TASK TO COMPLETE |
From the first line to the last, copy the data below word for word.

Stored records
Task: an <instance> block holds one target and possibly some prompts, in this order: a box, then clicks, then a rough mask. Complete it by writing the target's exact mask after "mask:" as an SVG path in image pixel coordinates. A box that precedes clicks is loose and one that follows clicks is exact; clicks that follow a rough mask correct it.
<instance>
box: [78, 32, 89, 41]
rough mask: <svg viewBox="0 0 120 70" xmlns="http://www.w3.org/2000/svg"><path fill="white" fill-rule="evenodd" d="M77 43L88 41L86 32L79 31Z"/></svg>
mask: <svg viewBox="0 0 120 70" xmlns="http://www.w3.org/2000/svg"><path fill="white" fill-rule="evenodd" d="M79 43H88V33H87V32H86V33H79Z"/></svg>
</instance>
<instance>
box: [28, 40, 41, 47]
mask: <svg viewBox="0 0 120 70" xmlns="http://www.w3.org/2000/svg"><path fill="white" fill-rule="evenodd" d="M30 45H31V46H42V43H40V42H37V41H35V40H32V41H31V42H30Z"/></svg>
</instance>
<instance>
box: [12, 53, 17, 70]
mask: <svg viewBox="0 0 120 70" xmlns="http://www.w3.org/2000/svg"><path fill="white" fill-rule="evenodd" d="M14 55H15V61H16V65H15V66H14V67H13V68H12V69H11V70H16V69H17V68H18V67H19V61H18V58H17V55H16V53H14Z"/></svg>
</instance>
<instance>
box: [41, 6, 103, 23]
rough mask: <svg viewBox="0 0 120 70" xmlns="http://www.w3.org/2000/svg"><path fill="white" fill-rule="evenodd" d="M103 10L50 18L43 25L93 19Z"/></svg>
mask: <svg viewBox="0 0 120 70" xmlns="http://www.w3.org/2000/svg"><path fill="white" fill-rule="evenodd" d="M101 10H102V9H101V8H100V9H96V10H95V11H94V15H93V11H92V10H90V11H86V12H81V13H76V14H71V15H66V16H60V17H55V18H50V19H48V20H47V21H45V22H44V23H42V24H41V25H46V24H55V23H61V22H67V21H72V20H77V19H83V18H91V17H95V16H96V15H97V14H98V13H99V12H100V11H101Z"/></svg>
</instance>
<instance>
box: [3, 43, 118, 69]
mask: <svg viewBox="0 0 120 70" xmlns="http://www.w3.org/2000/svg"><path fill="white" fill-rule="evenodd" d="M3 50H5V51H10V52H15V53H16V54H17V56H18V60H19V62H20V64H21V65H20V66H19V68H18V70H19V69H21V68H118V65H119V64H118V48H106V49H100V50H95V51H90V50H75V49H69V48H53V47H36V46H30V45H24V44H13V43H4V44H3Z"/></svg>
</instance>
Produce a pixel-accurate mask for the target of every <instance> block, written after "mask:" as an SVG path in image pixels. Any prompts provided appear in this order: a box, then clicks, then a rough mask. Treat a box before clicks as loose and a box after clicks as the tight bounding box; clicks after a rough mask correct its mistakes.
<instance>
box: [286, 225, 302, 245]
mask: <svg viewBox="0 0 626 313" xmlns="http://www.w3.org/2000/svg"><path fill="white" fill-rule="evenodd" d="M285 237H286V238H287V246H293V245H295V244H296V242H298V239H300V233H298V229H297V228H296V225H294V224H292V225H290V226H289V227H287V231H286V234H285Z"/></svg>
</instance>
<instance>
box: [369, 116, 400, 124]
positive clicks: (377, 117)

ANSWER TO THE PROBLEM |
Task: an <instance> block holds one target and possibly some prompts, in this order: a box, then clicks, then a rough mask. Complete it by writing the target's exact mask after "mask:" as an SVG path in image pixel coordinates. A box that precedes clicks is loose and one that follows clicks is exact; clicks that follow a rough mask correct it.
<instance>
box: [78, 32, 89, 41]
rough mask: <svg viewBox="0 0 120 70" xmlns="http://www.w3.org/2000/svg"><path fill="white" fill-rule="evenodd" d="M77 43L88 41L86 32L79 31Z"/></svg>
mask: <svg viewBox="0 0 120 70" xmlns="http://www.w3.org/2000/svg"><path fill="white" fill-rule="evenodd" d="M79 43H88V33H87V32H86V33H79Z"/></svg>
</instance>
<instance>
box: [28, 40, 41, 47]
mask: <svg viewBox="0 0 120 70" xmlns="http://www.w3.org/2000/svg"><path fill="white" fill-rule="evenodd" d="M30 45H31V46H42V43H40V42H37V41H35V40H32V41H31V42H30Z"/></svg>
</instance>
<instance>
box: [12, 53, 17, 70]
mask: <svg viewBox="0 0 120 70" xmlns="http://www.w3.org/2000/svg"><path fill="white" fill-rule="evenodd" d="M14 55H15V61H16V65H15V66H14V67H13V68H12V69H11V70H16V69H17V68H18V67H19V61H18V58H17V55H16V53H14Z"/></svg>
</instance>
<instance>
box: [41, 6, 103, 23]
rough mask: <svg viewBox="0 0 120 70" xmlns="http://www.w3.org/2000/svg"><path fill="white" fill-rule="evenodd" d="M103 10L50 18L43 25L93 19Z"/></svg>
mask: <svg viewBox="0 0 120 70" xmlns="http://www.w3.org/2000/svg"><path fill="white" fill-rule="evenodd" d="M101 10H102V9H101V8H100V9H96V10H95V11H94V15H93V11H92V10H90V11H86V12H81V13H76V14H71V15H66V16H60V17H55V18H50V19H48V20H47V21H45V22H44V23H42V24H41V25H46V24H55V23H61V22H67V21H72V20H77V19H83V18H91V17H95V16H96V15H97V14H98V13H99V12H100V11H101Z"/></svg>
</instance>
<instance>
box: [3, 43, 118, 69]
mask: <svg viewBox="0 0 120 70" xmlns="http://www.w3.org/2000/svg"><path fill="white" fill-rule="evenodd" d="M3 50H5V51H10V52H15V53H16V54H17V56H18V60H19V62H20V64H21V65H20V66H19V68H18V70H19V69H21V68H118V65H119V64H118V48H106V49H100V50H95V51H90V50H75V49H69V48H53V47H36V46H30V45H24V44H13V43H4V44H3Z"/></svg>
</instance>
Produce a pixel-accurate mask for the target of every <instance> block, written after "mask:" as an SVG path in image pixels. Any prompts provided appear in this order: a box, then clicks, then a rough mask. Treat a box before clicks as loose and a box after clicks as the tight bounding box; clicks after a rough mask correct its mistakes.
<instance>
box: [286, 225, 302, 245]
mask: <svg viewBox="0 0 626 313" xmlns="http://www.w3.org/2000/svg"><path fill="white" fill-rule="evenodd" d="M285 237H286V238H287V246H293V245H295V244H296V242H298V239H300V233H298V229H297V228H296V225H294V224H292V225H290V226H289V227H287V231H286V234H285Z"/></svg>
</instance>
<instance>
box: [369, 116, 400, 124]
positive clicks: (377, 117)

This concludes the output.